Items from a dataset:
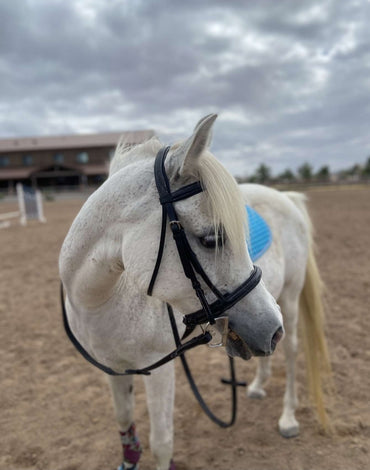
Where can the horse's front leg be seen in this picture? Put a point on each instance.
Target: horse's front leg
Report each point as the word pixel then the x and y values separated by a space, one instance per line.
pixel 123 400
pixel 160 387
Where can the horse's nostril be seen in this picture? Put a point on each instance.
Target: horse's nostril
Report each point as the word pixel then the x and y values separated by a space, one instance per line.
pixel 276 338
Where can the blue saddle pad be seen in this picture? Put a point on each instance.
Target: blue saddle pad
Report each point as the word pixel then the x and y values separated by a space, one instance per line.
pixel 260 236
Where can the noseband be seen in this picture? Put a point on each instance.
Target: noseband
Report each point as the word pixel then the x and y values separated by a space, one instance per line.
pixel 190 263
==
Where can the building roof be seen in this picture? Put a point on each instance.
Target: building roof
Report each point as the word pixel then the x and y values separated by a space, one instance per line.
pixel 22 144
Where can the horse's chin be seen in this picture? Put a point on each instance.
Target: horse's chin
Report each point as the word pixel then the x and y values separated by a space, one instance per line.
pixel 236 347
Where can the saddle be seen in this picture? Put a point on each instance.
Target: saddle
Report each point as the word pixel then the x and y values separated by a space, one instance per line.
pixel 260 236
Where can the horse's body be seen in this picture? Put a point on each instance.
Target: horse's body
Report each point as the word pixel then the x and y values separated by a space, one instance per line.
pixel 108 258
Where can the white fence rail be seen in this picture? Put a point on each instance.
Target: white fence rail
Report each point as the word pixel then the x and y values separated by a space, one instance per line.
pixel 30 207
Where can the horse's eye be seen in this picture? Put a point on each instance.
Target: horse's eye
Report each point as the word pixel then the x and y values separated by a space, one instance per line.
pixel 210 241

Activity:
Using the entries shown above, reproduce verbatim the lines from the line bearing "Target: horse's nostril" to the line bearing "Target: blue saddle pad", inclusive.

Output:
Target: horse's nostril
Report each point as the word pixel then the x and y values separated by a space, one instance per line.
pixel 276 338
Where can the blue saddle pad be seen in this picture? Put a point on each instance.
Target: blue saddle pad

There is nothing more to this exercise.